> What is needed
Copy out the material below, swapping every occurrence of "returned pair" for "output point" and keeping everything else as it is.

--- Start Input rows ---

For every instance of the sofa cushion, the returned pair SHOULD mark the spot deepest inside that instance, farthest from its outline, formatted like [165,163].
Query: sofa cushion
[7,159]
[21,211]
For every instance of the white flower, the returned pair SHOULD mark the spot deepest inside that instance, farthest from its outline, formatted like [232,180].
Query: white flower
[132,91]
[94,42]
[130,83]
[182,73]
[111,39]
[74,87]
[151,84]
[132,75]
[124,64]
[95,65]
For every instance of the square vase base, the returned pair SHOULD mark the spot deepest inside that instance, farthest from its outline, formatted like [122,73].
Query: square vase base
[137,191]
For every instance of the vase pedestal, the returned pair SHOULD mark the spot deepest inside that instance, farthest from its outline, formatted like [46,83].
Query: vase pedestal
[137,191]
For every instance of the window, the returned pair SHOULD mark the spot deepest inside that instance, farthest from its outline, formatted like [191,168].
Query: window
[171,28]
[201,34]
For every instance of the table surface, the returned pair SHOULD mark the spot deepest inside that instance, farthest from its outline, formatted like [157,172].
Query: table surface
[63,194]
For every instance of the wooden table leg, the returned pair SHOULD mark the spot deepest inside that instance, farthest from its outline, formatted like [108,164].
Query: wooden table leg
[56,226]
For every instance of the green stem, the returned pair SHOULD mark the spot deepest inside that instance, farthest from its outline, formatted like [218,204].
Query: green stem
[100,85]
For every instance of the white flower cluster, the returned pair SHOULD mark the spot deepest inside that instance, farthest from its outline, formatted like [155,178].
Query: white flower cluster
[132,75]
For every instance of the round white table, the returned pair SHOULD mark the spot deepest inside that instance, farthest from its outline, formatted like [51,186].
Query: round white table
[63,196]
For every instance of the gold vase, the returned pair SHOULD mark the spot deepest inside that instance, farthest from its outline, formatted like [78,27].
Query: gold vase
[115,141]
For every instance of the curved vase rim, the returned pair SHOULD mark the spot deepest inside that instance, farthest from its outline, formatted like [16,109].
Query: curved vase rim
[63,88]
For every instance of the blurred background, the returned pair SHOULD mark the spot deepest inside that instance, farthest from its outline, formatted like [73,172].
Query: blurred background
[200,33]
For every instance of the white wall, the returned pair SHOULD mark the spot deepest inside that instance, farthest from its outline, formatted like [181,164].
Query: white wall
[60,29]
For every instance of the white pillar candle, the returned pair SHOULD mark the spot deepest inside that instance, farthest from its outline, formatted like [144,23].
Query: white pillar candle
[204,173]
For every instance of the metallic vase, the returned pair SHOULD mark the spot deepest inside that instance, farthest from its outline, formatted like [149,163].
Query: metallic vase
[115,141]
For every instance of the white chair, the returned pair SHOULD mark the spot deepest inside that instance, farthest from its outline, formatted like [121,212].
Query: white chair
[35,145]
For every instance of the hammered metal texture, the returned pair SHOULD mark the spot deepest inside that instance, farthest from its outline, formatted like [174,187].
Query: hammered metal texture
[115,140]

--- End Input rows ---

> Answer below
For every instance of the sofa cushion, the output point SHOULD mark the spot deepest inside that instance, farthest from its outline, formatted like [165,163].
Query: sofa cushion
[7,159]
[21,211]
For every instance of the white flower, the output point SHOULD mark the spot deepest inside that instance, farthest from its outline, formatted like [232,180].
Query: white flower
[132,91]
[94,42]
[130,83]
[182,73]
[111,39]
[74,87]
[151,84]
[132,75]
[124,64]
[95,65]
For every instance of the square vase base, the output point SHOULD mark the spot deepest inside that instance, farthest from its outline, formatted like [122,73].
Query: square vase base
[137,191]
For every instance of the vase pedestal, the output point SHOULD mark the spot deepest inside that instance, farthest from its outline, formatted like [46,83].
Query: vase pedestal
[137,191]
For every instance of the window, the output point SHOULD mark the spot deepest inside that instance, farthest from its outline, formatted like [191,168].
Query: window
[171,28]
[201,34]
For every instance of the table surface, the output point SHOULD mark the spot deepest inside that instance, farthest from its outline, formatted like [157,172].
Query: table surface
[63,194]
For every instance of the wooden table leg, the output point SHOULD mark the spot deepest inside that instance, farthest from its outline, formatted like [108,164].
Query: wooden table leg
[56,226]
For every instance of the green stem, the output point SHOULD mark the spot deepest inside that instance, farthest from its outline, formatted like [218,204].
Query: green stem
[100,85]
For every instance of the white flower cluster, the output point SHOULD mark the spot deepest inside that instance, farthest from its outline, formatted like [155,178].
Query: white flower cluster
[132,75]
For every instance of the round white table, the output point SHOULD mark the spot deepest inside that instance, farthest from its outline, formatted like [51,186].
Query: round white table
[63,196]
For every instance of the gold vase, the output point SHOULD mark the spot deepest inside that instance, farthest from its outline, formatted like [78,27].
Query: gold vase
[115,141]
For every instance of the curved vase rim, the output point SHOULD mark the spot deepest inside that instance, farthest from its outline, formatted like [16,109].
Query: curved vase rim
[63,88]
For every instance of the blurred background, the output point SHOULD mark the spot deepest inside that instance, farthest from its outline, formatted like [73,172].
Query: blurred background
[200,33]
For every instance of the white wall, the output point SHOULD mark the spot deepest inside that instance, farthest from its outline, formatted like [181,164].
Query: white wall
[60,29]
For every instance of the white pillar candle, the output point SHOULD mark the spot deepest inside that instance, farthest from its outline, formatted like [144,23].
Query: white pillar candle
[204,173]
For every instance of the metallic vase, the output point SHOULD mark the spot deepest inside that instance, farthest from its outline, formatted like [149,163].
Query: metallic vase
[115,141]
For every instance of the white chair, the output point SHOULD mark the spot deepest inside that instance, farthest from its outline, formatted like [121,212].
Query: white chair
[35,145]
For every instance of the hammered metal texture, the output point SHOULD mark the spot deepest inside that instance, farthest from its outline, formatted like [174,187].
Query: hammered metal texture
[115,140]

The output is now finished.